Texto fornecido:

····················

Milton Lourenço (*)
SÃO PAULO Se bem que aguardada e, de certo modo, imposta pelas circunstâncias, a decisão do governo brasileiro de colocar mais uma barreira à importação de produtos argentinos, ao exigir licenças não automáticas para a compra de autopeças, equivale a jogar uma pá de cal sobre o que resta do Mercosul, acordo que, nos termos atuais, só vem prejudicando o comércio exterior do Brasil. Como se sabe, em função de uma cláusula do Tratado de Assunção, que criou o Mercosul em 26/3/1991, o País está impedido de fechar sozinho acordos comerciais com outros países ou blocos comerciais.
A medida adotada pelo governo brasileiro foi apenas o resultado de uma insatisfação que se acentuou nos últimos doze meses, marcados pelo aumento do protecionismo argentino, em flagrante desrespeito às regras estabelecidas pelo Mercosul, e por uma indisfarçável tolerância por parte das autoridades nacionais que vinha se mostrando prejudicial aos interesses do País. Afinal, se o Mercosul começou a ter suas bases solapadas não foi por culpa da indústria brasileira, que passou a ver seus produtos substituídos vorazmente por produtos chineses nas prateleiras dos estabelecimentos comerciais argentinos.
É verdade que a crise global atingiu a Argentina em cheio, muito mais do que o Brasil, mas isso não justifica que tenha de abrir o seu mercado generosamente para China, fechando-o, ao mesmo tempo, para o seu sócio mais importante do Mercosul. A propósito, é de assinalar que, segundo dados do Ministério do Desenvolvimento, Indústria e Comércio Exterior (MDIC), de janeiro a junho, as exportações brasileiras para aquele país caíram 42,7% em relação ao mesmo período em 2008, a um ritmo bem superior ao das vendas totais do País (22%). Já as importações de produtos argentinos pelo Brasil caíram 19,5%.
Esses números servem para mostrar o que representa hoje o Mercosul, que, na verdade, é um amplo acordo Brasil-Argentina, ficando Uruguai e Paraguai como figurantes, tal a participação reduzida que têm como sócios. É de lembrar, porém, que o Mercosul apresentou, em seus primeiros anos, resultados bastante animadores, a ponto de, em 1998, sete anos depois de sua criação, os demais países do bloco absorverem 17,4% das exportações brasileiras.
Mas, em 2005, essa fatia já era de apenas 9,9%. No ano passado, essa participação caiu para 8,9%, tendo, nos primeiros quatro meses deste ano, recuado para 7%. A se levar em conta os dados disponíveis, até dezembro deverá recuar ainda mais. Obviamente, não é só o Brasil que está perdendo espaço. Para a Argentina, o Mercosul também já não parece constituir um bom negócio. Em 1991, as exportações daquele país para as demais nações do bloco representavam 16,5% do total, tendo sido registrado um salto para 36,3% em 1997, época do auge do funcionamento do Mercosul. Em 2005, porém, essa participação caiu para 19,2% e vem declinando ano a ano.

····················

Informações apresentadas:
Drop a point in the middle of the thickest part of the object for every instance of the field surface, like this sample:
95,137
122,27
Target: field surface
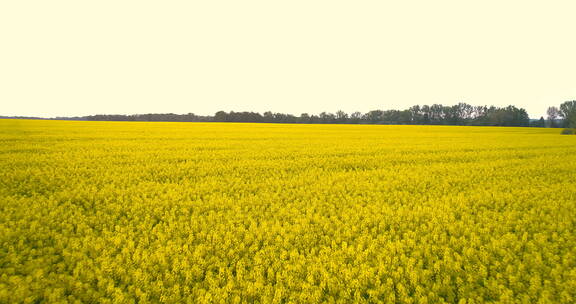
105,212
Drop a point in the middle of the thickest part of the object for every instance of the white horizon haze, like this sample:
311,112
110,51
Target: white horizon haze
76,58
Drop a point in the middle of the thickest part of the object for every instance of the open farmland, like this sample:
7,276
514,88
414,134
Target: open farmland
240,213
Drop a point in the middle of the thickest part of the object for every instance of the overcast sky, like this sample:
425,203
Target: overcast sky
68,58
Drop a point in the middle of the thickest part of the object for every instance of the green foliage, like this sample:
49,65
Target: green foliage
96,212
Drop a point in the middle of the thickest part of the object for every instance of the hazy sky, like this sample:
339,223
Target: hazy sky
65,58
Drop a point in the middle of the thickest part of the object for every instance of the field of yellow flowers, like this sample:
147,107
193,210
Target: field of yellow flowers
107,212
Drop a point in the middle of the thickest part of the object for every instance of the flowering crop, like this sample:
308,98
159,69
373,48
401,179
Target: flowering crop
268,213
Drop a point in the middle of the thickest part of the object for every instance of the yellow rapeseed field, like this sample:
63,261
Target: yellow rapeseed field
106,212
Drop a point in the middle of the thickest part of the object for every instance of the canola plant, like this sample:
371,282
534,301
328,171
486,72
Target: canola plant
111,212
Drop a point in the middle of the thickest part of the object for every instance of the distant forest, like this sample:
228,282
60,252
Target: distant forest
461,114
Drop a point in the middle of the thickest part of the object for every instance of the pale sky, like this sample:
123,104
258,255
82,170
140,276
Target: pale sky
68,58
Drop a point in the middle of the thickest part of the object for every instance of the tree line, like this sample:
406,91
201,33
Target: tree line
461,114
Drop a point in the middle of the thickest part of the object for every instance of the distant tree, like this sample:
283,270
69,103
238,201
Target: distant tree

····················

Escreva a continuação do texto sobre o Mercosul, começando logo após a última frase apresentada.

Hoje, o comércio entre as nações que compõem o bloco representa menos de 20% das exportações totais desses países, o que é uma média muito baixa em comparação com a registrada na União Europeia, de 65%, e no Acordo de Livre Comércio da América do Norte (Nafta), de 70%. Mas, para o Brasil, não deixa de ser uma perda irreparável, se o Mercosul vier a redundar em novos impasses. Afinal, se hoje o Brasil pode ser considerado essencialmente um exportador de commodities, no caso de seu comércio com a Argentina e demais países latino-americanos isso não se dá. Para a Argentina, mais de 90% dos produtos brasileiros exportados eram manufaturados. Pelo menos até 2008.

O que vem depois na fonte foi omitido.